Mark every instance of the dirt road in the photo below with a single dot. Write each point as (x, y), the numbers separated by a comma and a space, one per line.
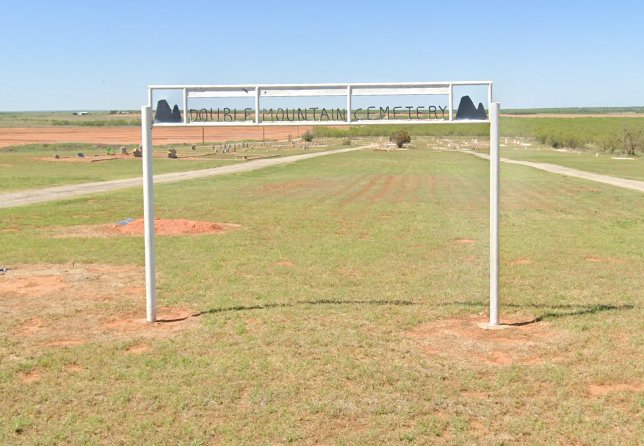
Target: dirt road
(70, 191)
(132, 135)
(567, 171)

TASK -
Give back the material word for word, without images.

WRITTEN REPLY -
Mark every instance of the dirt road in the photo below with a single dot. Write each point as (x, y), the numbers separated by a comma and a space, one per line.
Target: dirt road
(70, 191)
(132, 135)
(567, 171)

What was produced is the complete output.